# Exercise task:
Copy each of the rows below word for word, without changing anything.

=-=-=

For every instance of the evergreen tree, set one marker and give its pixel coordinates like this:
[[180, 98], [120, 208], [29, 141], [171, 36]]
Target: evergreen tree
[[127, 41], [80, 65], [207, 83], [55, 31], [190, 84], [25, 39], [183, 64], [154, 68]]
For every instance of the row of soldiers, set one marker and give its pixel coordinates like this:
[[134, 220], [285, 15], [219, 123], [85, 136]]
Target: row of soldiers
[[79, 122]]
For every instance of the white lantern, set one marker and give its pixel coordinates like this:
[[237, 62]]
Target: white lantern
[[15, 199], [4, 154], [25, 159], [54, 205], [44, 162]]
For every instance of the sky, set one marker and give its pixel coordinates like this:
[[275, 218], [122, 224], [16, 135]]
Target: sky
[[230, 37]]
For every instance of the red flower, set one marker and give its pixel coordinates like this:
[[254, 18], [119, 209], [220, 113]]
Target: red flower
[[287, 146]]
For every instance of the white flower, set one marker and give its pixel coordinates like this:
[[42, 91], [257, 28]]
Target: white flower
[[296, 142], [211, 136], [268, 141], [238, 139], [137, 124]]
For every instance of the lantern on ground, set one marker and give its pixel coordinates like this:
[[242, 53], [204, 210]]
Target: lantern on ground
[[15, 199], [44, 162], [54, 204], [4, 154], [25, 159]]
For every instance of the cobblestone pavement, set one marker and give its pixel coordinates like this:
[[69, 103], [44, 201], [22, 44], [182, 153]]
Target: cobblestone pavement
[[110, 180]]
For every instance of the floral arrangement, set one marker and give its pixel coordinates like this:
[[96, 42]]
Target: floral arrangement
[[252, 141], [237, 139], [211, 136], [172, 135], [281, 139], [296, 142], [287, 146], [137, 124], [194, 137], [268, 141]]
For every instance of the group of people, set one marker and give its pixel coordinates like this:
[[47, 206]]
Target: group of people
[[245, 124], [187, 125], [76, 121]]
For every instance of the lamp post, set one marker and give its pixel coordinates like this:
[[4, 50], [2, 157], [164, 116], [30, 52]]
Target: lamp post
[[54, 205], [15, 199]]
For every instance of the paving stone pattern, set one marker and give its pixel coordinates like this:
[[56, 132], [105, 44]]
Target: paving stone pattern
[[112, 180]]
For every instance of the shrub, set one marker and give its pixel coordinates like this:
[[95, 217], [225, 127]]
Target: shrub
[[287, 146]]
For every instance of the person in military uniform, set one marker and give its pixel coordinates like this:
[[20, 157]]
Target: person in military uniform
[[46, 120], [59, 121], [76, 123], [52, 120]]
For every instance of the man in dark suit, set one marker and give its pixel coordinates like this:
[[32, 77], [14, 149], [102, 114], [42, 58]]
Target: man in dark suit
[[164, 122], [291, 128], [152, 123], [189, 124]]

=-=-=

# Solution:
For every instance of the evergreen tree, set one marker and give its pixel coordinates like this:
[[180, 98], [120, 208], [29, 141], [171, 36]]
Target: evergreen tree
[[127, 41], [80, 65], [207, 83], [55, 31], [190, 84], [25, 39], [183, 64], [154, 68]]
For every instance of the row of soldiers, set one marker and give its pixel coordinates like this:
[[134, 220], [285, 15], [219, 123], [85, 136]]
Target: row of soldiers
[[79, 122]]
For every instance of the white lantern, set one marker and give its pixel coordinates like this:
[[237, 62]]
Target: white lantern
[[15, 199], [4, 154], [25, 159], [54, 205], [44, 162]]
For every instance of the sky, set one marker and give its pixel coordinates like this:
[[275, 218], [122, 224], [16, 135]]
Target: sky
[[230, 37]]
For every instance of the red flower, set one marker and give its pixel coordinates like this:
[[254, 18], [119, 209], [220, 113]]
Target: red flower
[[287, 146]]
For every instance of the white flower, set one marker and give its pixel coordinates like this:
[[42, 91], [257, 28]]
Target: white flower
[[296, 142], [211, 136], [268, 141], [238, 139], [137, 124]]
For every instance of the lantern on ground, set one marker and give its pixel coordinates like this:
[[242, 53], [204, 210]]
Target: lantern on ground
[[15, 199], [44, 162], [54, 204], [4, 154], [25, 159]]
For every instance of the cobblestone pavement, set one marker and give its pixel coordinates like this:
[[69, 103], [44, 201], [22, 44], [182, 153]]
Target: cobblestone pavement
[[110, 180]]
For every instance of the floral arrangement, set one marker and give its pixel coordinates like this:
[[96, 42]]
Target: floral arrangement
[[252, 141], [237, 139], [211, 136], [172, 135], [281, 139], [296, 142], [287, 146], [137, 124], [194, 137], [268, 141]]
For every instance of the group of people, set one marker and give its pixel coordinates like this:
[[47, 206]]
Target: group of people
[[245, 124], [187, 125], [76, 121]]
For every instance of the lamp post, set one marker and give its pixel coordinates like this:
[[4, 50], [2, 157], [164, 116], [30, 52]]
Target: lamp post
[[54, 205], [15, 199]]
For every instance of the paving stone pattern, set one marker and give its pixel coordinates like this:
[[56, 132], [105, 44]]
Target: paving stone pattern
[[112, 180]]
For every instance of the shrub, set one marker and give its pixel coordinates like this:
[[95, 217], [225, 127]]
Target: shrub
[[287, 146]]
For every instance of the person in military uniform, set one marker and give its pixel coordinates like this:
[[20, 157]]
Target: person in military uniform
[[46, 120], [59, 121], [76, 123], [52, 120]]
For every instance of the man in dark suit, set one marker and give its pixel coordinates like this:
[[32, 77], [14, 149], [102, 114], [42, 58]]
Target: man in dark suit
[[164, 122], [291, 128], [152, 123], [189, 124]]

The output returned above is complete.